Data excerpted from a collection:
○ ○ ○ ○ ○ ○ ○

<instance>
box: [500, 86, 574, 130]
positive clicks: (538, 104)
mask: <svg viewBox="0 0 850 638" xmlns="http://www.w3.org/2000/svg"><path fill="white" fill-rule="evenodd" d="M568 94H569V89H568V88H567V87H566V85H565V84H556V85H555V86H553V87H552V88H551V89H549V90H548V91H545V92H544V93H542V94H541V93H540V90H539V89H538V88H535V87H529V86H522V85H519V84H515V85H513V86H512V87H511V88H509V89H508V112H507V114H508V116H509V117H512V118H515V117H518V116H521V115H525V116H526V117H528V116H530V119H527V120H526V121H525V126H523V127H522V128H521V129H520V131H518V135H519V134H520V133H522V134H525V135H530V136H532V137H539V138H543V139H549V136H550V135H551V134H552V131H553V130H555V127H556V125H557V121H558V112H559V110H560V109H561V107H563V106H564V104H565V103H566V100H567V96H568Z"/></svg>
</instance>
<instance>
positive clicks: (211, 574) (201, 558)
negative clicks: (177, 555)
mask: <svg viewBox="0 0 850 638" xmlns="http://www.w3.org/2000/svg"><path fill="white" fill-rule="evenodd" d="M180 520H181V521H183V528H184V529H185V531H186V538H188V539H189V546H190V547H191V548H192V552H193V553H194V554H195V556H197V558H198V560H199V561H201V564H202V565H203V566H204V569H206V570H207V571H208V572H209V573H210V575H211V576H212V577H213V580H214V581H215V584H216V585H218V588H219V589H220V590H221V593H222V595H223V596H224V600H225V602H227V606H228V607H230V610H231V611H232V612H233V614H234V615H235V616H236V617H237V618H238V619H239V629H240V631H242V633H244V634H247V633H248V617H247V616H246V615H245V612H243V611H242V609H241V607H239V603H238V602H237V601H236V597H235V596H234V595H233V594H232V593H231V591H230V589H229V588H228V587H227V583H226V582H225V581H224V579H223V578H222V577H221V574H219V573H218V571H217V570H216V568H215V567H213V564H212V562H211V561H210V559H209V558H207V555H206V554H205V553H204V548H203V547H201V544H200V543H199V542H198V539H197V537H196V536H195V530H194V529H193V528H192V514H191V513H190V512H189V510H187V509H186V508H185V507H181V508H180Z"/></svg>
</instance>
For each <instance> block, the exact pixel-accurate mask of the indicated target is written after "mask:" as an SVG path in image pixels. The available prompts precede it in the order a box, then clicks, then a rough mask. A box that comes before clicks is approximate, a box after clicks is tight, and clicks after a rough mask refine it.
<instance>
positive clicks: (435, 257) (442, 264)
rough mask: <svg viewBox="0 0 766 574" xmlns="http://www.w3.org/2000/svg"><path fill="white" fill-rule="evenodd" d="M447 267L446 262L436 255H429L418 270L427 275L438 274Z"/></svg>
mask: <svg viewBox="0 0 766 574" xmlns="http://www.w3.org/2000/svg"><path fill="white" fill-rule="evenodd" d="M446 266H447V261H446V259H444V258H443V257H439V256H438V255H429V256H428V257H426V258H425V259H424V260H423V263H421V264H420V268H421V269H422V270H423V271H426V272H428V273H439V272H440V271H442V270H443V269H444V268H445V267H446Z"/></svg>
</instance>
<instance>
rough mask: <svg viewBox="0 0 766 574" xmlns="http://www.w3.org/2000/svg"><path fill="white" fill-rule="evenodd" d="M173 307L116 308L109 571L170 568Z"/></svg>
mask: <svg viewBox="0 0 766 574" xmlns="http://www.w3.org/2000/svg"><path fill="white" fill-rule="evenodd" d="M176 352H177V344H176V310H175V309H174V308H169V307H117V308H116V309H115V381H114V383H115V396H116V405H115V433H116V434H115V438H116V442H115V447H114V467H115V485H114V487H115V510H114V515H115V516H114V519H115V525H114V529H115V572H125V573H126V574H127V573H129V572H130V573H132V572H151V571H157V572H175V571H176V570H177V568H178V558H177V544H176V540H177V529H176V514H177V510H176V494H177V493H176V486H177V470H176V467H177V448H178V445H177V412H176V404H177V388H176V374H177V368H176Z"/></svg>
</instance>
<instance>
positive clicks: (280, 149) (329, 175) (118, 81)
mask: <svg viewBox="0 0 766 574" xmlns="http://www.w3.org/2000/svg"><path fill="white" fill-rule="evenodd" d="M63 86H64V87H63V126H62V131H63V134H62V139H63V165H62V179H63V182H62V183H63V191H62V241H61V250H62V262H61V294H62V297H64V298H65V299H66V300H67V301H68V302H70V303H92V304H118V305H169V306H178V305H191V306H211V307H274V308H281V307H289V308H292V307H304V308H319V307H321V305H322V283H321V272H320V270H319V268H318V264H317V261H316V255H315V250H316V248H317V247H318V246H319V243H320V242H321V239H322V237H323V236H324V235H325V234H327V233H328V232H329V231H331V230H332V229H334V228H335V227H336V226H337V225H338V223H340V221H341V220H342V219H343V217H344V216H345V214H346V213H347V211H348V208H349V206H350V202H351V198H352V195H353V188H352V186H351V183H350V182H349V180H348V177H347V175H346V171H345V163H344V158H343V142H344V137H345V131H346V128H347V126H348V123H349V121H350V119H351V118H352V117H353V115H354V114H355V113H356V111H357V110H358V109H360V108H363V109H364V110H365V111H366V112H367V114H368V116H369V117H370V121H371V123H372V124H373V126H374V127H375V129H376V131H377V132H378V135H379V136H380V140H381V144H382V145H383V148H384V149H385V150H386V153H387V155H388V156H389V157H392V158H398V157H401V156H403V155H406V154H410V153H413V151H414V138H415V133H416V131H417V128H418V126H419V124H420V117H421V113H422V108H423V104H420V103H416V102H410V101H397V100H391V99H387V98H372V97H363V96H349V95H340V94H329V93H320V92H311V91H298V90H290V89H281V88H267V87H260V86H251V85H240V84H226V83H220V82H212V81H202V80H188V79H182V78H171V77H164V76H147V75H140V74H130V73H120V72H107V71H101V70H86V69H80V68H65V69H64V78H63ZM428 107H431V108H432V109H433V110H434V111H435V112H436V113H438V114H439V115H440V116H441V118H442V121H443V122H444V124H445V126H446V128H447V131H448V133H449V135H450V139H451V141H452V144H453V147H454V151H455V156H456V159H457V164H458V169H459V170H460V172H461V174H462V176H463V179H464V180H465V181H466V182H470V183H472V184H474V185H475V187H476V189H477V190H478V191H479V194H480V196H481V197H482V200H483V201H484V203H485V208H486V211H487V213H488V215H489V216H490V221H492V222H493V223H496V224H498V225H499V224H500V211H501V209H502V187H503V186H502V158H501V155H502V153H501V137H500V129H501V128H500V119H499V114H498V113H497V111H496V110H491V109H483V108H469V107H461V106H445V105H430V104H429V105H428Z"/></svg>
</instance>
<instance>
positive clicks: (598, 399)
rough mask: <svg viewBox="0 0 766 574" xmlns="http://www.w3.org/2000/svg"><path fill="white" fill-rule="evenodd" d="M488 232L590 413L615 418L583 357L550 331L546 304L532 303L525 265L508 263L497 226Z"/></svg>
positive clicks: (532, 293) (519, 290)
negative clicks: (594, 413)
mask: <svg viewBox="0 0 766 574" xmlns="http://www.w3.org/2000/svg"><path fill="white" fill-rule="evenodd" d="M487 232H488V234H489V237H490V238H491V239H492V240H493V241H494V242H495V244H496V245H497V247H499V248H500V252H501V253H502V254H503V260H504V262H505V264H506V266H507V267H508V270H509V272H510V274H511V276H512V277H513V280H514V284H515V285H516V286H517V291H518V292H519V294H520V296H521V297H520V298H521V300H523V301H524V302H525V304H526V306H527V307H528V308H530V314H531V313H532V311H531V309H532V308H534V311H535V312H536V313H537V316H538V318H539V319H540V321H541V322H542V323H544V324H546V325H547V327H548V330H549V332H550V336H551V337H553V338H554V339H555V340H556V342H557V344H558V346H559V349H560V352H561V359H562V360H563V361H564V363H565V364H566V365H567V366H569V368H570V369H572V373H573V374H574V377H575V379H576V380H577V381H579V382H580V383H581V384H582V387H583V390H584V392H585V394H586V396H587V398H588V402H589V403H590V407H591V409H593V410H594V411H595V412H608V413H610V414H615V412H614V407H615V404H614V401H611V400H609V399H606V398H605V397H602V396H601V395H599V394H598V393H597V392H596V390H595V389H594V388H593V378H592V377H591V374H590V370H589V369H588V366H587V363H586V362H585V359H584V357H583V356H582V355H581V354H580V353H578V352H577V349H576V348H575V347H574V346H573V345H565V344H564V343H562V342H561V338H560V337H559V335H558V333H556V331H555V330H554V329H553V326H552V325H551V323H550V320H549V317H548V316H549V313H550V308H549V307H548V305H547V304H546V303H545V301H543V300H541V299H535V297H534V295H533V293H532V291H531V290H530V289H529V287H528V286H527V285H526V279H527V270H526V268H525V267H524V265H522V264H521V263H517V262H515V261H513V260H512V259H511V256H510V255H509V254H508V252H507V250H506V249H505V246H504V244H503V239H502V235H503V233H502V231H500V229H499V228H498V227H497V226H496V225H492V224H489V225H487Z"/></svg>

○ ○ ○ ○ ○ ○ ○

Problem statement:
Copy out the data again, starting at its first line and ending with the line that contains "positive clicks: (538, 104)".

Answer for the task:
<instance>
box: [500, 86, 574, 130]
positive clicks: (538, 104)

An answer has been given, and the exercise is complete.